### RECORDS SUPPLIED:
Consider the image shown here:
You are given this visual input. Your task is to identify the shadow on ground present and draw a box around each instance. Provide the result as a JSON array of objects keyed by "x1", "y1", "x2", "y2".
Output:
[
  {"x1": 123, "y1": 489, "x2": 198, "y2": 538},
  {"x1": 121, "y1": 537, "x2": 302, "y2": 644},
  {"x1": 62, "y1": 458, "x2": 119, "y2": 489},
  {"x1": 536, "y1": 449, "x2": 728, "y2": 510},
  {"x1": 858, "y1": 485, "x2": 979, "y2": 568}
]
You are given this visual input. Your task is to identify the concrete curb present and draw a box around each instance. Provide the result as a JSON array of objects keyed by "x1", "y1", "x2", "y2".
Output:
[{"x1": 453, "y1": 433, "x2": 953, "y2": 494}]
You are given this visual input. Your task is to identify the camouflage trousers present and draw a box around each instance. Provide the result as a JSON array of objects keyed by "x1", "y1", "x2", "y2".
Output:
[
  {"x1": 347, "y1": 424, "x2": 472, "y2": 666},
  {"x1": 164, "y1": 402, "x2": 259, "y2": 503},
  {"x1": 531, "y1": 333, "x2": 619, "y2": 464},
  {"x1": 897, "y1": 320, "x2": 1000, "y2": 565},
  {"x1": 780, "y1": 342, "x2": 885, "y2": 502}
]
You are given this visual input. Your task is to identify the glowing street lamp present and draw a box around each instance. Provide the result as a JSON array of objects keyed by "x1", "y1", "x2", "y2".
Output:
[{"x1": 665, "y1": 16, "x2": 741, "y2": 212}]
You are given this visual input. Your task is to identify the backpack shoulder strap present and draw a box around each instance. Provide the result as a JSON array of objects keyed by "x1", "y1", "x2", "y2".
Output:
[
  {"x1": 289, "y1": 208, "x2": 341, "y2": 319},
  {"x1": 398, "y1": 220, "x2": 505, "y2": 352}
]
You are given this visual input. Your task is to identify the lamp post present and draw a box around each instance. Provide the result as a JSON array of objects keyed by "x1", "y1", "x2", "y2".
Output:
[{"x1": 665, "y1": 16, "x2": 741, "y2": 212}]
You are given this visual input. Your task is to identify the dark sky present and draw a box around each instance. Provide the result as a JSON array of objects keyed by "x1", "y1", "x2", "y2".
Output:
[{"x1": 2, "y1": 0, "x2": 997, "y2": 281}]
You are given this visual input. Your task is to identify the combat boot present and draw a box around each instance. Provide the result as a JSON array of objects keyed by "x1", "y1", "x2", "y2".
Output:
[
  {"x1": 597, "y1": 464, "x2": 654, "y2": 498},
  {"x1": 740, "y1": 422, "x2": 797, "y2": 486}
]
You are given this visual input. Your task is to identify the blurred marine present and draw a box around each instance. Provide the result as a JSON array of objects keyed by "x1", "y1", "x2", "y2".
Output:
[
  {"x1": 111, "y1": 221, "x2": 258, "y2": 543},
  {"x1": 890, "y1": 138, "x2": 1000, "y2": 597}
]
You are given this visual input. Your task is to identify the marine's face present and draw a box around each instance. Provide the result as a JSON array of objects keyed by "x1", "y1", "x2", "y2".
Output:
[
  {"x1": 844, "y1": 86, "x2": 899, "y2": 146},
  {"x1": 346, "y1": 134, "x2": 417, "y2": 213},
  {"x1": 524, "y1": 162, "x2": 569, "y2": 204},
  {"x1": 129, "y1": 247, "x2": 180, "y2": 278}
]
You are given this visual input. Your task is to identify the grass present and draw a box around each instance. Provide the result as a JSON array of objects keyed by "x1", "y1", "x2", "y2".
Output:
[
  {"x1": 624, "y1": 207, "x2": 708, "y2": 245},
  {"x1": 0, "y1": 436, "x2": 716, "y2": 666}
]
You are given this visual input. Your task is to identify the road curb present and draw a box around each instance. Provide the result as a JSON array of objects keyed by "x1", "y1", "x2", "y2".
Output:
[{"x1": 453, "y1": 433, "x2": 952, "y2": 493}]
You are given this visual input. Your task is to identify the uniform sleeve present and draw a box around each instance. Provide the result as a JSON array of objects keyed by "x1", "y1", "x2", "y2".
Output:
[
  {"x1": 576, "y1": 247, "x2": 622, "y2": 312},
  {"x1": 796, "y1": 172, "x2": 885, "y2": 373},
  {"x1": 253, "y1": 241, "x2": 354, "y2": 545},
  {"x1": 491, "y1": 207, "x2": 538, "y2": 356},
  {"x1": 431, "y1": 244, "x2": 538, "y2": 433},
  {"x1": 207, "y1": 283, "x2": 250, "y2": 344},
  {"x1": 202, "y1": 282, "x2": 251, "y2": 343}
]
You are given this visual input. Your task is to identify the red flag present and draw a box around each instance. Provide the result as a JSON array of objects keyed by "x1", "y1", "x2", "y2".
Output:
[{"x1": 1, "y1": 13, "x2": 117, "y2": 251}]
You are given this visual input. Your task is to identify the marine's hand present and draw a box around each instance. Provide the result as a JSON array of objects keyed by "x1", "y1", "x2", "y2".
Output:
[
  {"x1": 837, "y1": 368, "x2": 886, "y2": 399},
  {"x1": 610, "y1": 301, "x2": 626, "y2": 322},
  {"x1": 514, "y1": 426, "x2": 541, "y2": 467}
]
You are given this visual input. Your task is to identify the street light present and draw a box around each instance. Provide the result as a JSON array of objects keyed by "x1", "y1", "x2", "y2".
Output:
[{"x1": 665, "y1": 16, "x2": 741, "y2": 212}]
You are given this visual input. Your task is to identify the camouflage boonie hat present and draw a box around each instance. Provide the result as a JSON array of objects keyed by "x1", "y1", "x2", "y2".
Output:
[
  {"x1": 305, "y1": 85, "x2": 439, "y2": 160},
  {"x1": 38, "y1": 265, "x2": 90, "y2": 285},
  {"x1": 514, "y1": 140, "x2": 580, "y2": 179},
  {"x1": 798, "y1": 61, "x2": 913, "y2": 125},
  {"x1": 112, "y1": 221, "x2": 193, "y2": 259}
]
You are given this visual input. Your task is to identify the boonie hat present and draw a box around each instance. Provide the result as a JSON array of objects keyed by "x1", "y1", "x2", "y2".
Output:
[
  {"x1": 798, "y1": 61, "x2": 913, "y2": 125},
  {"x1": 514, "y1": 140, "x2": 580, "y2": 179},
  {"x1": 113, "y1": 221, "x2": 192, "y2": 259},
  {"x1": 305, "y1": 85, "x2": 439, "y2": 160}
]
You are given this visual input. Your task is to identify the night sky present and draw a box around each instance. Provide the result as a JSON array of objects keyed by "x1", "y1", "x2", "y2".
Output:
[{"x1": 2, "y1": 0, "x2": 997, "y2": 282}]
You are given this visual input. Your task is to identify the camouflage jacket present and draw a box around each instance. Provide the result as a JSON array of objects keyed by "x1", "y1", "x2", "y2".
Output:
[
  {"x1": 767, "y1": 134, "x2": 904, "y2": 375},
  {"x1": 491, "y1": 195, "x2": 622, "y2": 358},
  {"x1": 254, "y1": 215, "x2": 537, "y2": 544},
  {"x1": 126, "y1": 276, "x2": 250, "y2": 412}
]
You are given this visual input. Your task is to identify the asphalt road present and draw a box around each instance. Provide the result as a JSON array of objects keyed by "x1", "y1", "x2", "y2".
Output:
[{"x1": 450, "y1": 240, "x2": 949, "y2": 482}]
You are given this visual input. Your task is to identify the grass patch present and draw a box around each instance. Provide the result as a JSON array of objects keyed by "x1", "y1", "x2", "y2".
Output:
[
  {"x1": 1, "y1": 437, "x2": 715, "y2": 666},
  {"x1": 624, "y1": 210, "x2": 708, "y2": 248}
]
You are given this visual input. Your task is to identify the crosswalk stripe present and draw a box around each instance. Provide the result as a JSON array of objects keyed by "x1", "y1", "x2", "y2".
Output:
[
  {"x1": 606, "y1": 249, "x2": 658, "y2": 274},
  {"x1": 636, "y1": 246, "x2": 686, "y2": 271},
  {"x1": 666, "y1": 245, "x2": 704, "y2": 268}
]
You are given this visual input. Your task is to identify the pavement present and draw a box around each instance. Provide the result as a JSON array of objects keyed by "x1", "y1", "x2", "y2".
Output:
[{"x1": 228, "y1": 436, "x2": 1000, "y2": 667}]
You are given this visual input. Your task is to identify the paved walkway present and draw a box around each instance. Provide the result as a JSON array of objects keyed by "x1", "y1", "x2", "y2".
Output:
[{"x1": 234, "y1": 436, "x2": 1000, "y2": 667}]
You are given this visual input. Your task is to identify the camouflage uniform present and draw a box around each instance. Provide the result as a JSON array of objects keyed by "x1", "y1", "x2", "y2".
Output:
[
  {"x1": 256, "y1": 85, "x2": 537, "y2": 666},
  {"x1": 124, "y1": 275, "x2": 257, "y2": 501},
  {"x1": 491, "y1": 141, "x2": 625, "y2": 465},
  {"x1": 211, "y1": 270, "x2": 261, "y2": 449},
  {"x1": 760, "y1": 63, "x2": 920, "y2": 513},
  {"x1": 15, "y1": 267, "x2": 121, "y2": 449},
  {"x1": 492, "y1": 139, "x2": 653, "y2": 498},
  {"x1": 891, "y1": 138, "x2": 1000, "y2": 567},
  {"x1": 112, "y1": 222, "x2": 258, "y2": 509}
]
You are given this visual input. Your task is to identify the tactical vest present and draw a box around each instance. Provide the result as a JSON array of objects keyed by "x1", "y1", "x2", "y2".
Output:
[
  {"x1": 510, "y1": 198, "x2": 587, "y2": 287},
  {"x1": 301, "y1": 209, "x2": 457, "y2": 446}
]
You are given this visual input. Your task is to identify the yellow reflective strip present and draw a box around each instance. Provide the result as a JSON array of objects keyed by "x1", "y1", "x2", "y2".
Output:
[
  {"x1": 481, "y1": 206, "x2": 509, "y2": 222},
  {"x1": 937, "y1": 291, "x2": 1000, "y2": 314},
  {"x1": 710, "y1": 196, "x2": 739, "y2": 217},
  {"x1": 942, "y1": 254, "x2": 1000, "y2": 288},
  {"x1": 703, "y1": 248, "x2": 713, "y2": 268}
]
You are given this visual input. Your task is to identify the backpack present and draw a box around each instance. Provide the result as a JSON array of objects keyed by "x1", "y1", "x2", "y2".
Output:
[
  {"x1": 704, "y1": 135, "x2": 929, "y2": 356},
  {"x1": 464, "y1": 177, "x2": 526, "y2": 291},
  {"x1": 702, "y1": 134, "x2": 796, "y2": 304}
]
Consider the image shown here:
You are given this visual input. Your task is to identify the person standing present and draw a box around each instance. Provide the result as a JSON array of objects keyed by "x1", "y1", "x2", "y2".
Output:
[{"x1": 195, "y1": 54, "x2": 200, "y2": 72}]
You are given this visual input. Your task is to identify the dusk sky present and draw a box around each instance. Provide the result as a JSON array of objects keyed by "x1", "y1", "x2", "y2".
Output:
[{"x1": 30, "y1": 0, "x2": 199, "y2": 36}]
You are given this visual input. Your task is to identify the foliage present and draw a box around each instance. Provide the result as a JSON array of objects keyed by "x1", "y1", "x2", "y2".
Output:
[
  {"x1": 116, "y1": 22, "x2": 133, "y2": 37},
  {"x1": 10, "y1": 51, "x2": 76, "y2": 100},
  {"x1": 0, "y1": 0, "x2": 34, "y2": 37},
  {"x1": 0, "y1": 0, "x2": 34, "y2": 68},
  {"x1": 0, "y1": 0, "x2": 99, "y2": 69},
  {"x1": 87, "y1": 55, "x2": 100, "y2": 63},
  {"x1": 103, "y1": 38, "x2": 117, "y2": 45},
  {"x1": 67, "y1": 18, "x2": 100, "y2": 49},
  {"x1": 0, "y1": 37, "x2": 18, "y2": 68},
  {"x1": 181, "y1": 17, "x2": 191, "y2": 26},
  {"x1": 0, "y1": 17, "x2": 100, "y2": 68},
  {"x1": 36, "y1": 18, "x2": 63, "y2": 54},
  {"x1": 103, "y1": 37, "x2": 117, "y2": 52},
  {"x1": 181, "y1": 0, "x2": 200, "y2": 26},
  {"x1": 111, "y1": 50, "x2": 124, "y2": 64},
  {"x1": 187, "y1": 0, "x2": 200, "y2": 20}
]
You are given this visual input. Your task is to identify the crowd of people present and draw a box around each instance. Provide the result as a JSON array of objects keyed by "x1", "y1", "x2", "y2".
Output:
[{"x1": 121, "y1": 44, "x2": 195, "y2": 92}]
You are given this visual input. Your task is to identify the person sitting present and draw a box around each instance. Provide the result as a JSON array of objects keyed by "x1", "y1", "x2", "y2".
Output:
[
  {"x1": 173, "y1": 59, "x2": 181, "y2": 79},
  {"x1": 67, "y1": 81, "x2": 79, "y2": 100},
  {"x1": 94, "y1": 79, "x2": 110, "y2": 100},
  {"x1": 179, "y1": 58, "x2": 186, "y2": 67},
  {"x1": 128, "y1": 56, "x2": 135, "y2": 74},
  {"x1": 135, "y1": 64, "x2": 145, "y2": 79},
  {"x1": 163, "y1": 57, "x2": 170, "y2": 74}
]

### WHAT YOU WILL DO:
Could you reproduce exactly the lines of the entries above, from the one with "identify the glowing" through the one with "identify the blurred", and nothing else?

### EXPECTED ANSWER:
You are given this visual input. Your task is to identify the glowing street lamp present and draw a box around each instance. Provide the result as a JSON array of objects keyed by "x1", "y1", "x2", "y2".
Output:
[{"x1": 665, "y1": 16, "x2": 741, "y2": 212}]
You are given this visual input. Your task is to identify the backpack shoulder strap present and draw a box around each instance. Provide the result as a JSON array of objects keyed by "x1", "y1", "x2", "y2".
Output:
[
  {"x1": 289, "y1": 208, "x2": 341, "y2": 319},
  {"x1": 398, "y1": 220, "x2": 505, "y2": 352}
]
You are given this visual input. Your task is to identify the lamp post present and draw a box around each instance. Provide the result as a JSON array of objects keyed by "x1", "y1", "x2", "y2".
Output:
[{"x1": 665, "y1": 16, "x2": 741, "y2": 212}]
You are given this visual input. Your task is to identify the dark sky present and draw a box around each instance. Provide the result as a JSON array of objects keyed by "x1", "y1", "x2", "y2".
Output:
[{"x1": 2, "y1": 0, "x2": 997, "y2": 281}]
You are given this visual input. Your task is to identify the combat boot present and draw a box around each instance. Provide the result as a JSON array of objects keyed by "x1", "y1", "x2", "y2".
Output:
[
  {"x1": 597, "y1": 464, "x2": 654, "y2": 498},
  {"x1": 740, "y1": 422, "x2": 797, "y2": 486}
]
You are given this visual input. Your task is to identify the blurred marine present and draw a box around each instance. Provide the result as a JSON array of objects keyed by "x1", "y1", "x2", "y2".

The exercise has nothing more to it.